Pulitzer Prize winners join AI copyright lawsuit

Several Pulitzer Prize winning authors have joined a class-action lawsuit against Microsoft and OpenAI, the creator of the popular ChatGPT tool, alleging the tech companies used their copyrighted work to train artificial intelligence (AI) models without permission.

The lawsuit, which was originally filed by author Julian Sancton in late November, now features Kai Bird, Taylor Branch, Stacy Schiff and eight other nonfiction writers as plaintiffs, according to an amended complaint filed Tuesday.

Bird co-authored “American Prometheus,” the biography of J. Robert Oppenheimer that earned him the 2006 Pulitzer Prize in Biography and was adapted into the hit film “Oppenheimer” earlier this year.

Branch won the 1989 Pulitzer Prize in History for the first of his three-volume series on Martin Luther King Jr. and the Civil Rights Movement, while Schiff won the 2000 Pulitzer Prize in Biography for “Véra” about the wife of famed author Vladimir Nabokov.

The group of nonfiction writers alleges OpenAI and Microsoft, which has invested billions of dollars and developed a close partnership with OpenAI, violated copyright laws by using the authors’ work to train their GPT models without permission.

“OpenAI and Microsoft have built a business valued into the tens of billions of dollars by taking the combined works of humanity without permission,” the lawsuit reads. “Rather than pay for intellectual property, they pretend as if the laws protecting copyright do not exist.”

——

• **Assigned task**:
In the article on the AI copyright lawsuit, copy out the passage that begins at "Branch won the" and stops after "author Vladimir Nabokov.", swapping "three-volume" for "multivolume".

• **Data excerpts**:

——

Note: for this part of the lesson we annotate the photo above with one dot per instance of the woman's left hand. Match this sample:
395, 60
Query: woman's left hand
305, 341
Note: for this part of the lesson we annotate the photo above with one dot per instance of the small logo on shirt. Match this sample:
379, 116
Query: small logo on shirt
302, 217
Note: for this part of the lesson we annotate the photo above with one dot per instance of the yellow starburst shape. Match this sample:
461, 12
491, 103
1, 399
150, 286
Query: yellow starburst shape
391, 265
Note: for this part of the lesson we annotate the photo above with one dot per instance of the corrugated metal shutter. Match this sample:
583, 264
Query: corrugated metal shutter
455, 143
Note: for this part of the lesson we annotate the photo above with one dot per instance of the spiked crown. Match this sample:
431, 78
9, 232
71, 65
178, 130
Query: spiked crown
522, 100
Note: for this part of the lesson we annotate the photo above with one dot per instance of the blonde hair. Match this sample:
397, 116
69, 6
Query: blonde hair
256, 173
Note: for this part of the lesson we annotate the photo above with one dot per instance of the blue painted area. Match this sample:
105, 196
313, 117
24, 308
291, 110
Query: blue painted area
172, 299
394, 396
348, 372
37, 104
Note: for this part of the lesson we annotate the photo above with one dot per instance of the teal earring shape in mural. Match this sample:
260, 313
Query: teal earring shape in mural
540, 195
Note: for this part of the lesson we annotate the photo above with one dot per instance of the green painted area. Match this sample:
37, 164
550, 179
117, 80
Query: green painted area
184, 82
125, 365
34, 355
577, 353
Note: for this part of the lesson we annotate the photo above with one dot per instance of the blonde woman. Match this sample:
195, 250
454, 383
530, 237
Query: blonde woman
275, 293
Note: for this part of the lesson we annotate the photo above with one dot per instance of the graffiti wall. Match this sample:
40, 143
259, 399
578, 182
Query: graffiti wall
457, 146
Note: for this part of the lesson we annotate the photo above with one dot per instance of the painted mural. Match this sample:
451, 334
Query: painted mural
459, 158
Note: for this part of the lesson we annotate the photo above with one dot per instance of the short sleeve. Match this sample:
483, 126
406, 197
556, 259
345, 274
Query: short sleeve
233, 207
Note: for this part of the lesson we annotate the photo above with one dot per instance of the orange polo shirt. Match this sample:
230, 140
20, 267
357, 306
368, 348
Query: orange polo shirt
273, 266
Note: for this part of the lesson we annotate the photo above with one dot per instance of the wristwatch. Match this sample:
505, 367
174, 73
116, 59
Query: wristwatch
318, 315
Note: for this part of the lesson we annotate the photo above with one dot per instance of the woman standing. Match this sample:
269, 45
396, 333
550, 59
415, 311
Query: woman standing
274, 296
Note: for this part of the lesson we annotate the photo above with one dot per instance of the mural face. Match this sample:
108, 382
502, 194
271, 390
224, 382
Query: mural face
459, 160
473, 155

——

• **Problem solution**:
Branch won the 1989 Pulitzer Prize in History for the first of his multivolume series on Martin Luther King Jr. and the Civil Rights Movement, while Schiff won the 2000 Pulitzer Prize in Biography for “Véra” about the wife of famed author Vladimir Nabokov.